_REQUIRED ACTION_
In the passage about the trip with Billie, what three reactions does the narrator hope to see in her daughter?

_EXERCISE PASSAGE_

Segment Open

When I want to damn someone in front of Billie I say, He was the kind of a person for whom nothing is sacred, not even his mother. The purpose of this statement is twofold. First, it is what I think. Secondly, I am sending Billie subliminal messages. Is she getting them? Probably she is, together with all the other glorified guilt-trips that have not worked for a long time, if ever. As a mother, I want nothing more than to be like my mother. Yet our trip home is a constant reminder that I am nothing at all like her (such journeys of self-discovery are not recommended for parents in denial). I remember, when Billie was young, thinking that parental disappointment was more destructive than simple anger and hurt, and promising myself to stay well away from it at all cost. Both my mum and dad were always like that, at least with me: total strangers to the outward expression of their disappointment. So I never felt like I let the team down – myself, yes (all the time), but not the proverbial team.

And after all that, on this trip I do nothing but channel chronic disappointment. In no small measure, this is because I am looking for Billie to be awestruck, inspired, blown away – actually any one of the three will do. Not only that, I am waiting for her to articulate these feelings with highly charged words to match the occasion or to let me know, in subtle, silent ways that only I – her mother – can understand that her universe is expanding, her nerve endings are abuzz, and that her heart is barely able to contain all the emotions she feels. Instead, in front of me is a tired, hungry, bored little animal who constantly wants to sit, eat and go home. This little animal is my daughter, brought on this trip by her mother, for the purposes of – let’s say it here and be done with it – some sort of transformation. Yet more often than not this daughter’s eyes slide away from cathedrals and boulevards to displays of pastries in kiosks, her legs cannot carry her anywhere without aching, and her mind, her beautiful mind, is preoccupied with the demands of her flesh and with wanting all these things orchestrated by her mother to end, the sooner the better. There is no lift-off, no second wind, no energising burst of curiosity.

She is not five anymore. There are no excuses. What would my mother do? Oh, forget it. I explode.

—Why do you look like that? Don’t any of these things get to you? Don’t they mean anything to you at all?

—Mum, you just want me to react in a certain way. You just have expectations of how I should react but I am reacting in my own way.

OK, yes, she has every right to react in her own way. This is not a crime. No question.

—But why this bored, fatigued, unhappy facial expression? Do you realise that you look like this all the time, Billie?

—This is what happens when I feel scared or embarrassed of sounding like an idiot in this language. I turn inward, mum.

This time she does turn away and inward, her anger made glossy by tears.

There is a cacophony of voices in my head, all the embarrassing, unbearably trite things I am trying not to say to Billie – not by bread alone, Billie … not until we are lost do we begin to understand ourselves … she who can no longer pause and stand wrapped in awe … Sage Wisdom 101. I ache with disappointment. I promised myself I would never become like that. And here I am scraping the bottom because my daughter is not having epiphanies at the time and place of my choosing. Billie does not deserve the tragic eyes of her mother, dark with the undiluted grief for a daughter who is no longer marching to the tune of her mother’s drum (or not marching at all, for that matter). No one deserves eyes like that, certainly not Billie. She certainly does not deserve this trip to be turned into some kind of moral education boot camp. I need to back off. The days of moulding and shaping are over.

Segment Closed

[Point-per-instance localization data]
Segment Open

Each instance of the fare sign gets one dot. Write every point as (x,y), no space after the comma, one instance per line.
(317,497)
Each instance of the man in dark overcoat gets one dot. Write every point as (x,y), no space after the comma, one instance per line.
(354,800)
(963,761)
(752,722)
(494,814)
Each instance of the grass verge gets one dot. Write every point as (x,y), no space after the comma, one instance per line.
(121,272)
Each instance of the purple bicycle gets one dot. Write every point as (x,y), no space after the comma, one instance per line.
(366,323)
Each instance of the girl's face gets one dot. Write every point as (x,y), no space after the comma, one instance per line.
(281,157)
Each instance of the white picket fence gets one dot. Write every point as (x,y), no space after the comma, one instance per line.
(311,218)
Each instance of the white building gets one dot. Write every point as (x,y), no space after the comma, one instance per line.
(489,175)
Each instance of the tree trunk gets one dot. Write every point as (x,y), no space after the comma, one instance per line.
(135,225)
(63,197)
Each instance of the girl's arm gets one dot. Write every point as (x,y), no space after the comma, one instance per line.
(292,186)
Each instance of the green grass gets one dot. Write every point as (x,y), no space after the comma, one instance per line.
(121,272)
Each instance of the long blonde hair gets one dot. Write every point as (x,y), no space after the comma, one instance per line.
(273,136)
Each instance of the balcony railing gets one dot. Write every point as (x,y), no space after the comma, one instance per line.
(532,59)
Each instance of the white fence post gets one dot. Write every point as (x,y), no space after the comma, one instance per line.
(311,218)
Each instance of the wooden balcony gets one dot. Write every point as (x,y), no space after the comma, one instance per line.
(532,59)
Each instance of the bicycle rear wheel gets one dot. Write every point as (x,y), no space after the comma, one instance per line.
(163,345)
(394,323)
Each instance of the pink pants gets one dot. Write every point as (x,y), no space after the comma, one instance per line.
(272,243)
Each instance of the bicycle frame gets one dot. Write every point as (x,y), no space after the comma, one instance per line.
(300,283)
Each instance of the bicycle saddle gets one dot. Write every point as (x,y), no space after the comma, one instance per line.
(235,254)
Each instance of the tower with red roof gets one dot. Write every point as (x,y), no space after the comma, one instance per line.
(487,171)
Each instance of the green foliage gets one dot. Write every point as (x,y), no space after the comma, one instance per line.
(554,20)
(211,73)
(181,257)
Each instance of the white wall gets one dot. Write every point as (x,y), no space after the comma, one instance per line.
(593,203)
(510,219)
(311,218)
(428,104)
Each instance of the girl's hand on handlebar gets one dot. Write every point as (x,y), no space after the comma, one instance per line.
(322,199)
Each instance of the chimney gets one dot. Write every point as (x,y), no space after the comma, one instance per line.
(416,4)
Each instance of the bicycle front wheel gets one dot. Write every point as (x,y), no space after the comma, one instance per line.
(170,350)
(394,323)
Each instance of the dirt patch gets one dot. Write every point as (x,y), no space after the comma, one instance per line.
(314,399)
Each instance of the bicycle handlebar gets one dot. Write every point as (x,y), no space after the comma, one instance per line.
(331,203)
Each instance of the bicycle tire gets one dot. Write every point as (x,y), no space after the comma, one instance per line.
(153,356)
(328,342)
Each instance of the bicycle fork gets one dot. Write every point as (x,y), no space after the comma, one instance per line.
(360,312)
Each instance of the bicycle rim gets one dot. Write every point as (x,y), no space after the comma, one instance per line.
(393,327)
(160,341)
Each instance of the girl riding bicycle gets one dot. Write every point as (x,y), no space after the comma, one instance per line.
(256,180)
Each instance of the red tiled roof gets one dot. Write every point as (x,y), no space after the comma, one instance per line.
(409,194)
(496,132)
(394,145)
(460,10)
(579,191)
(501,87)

Segment Closed

_WRITTEN ANSWER_
Awestruck, inspired, blown away.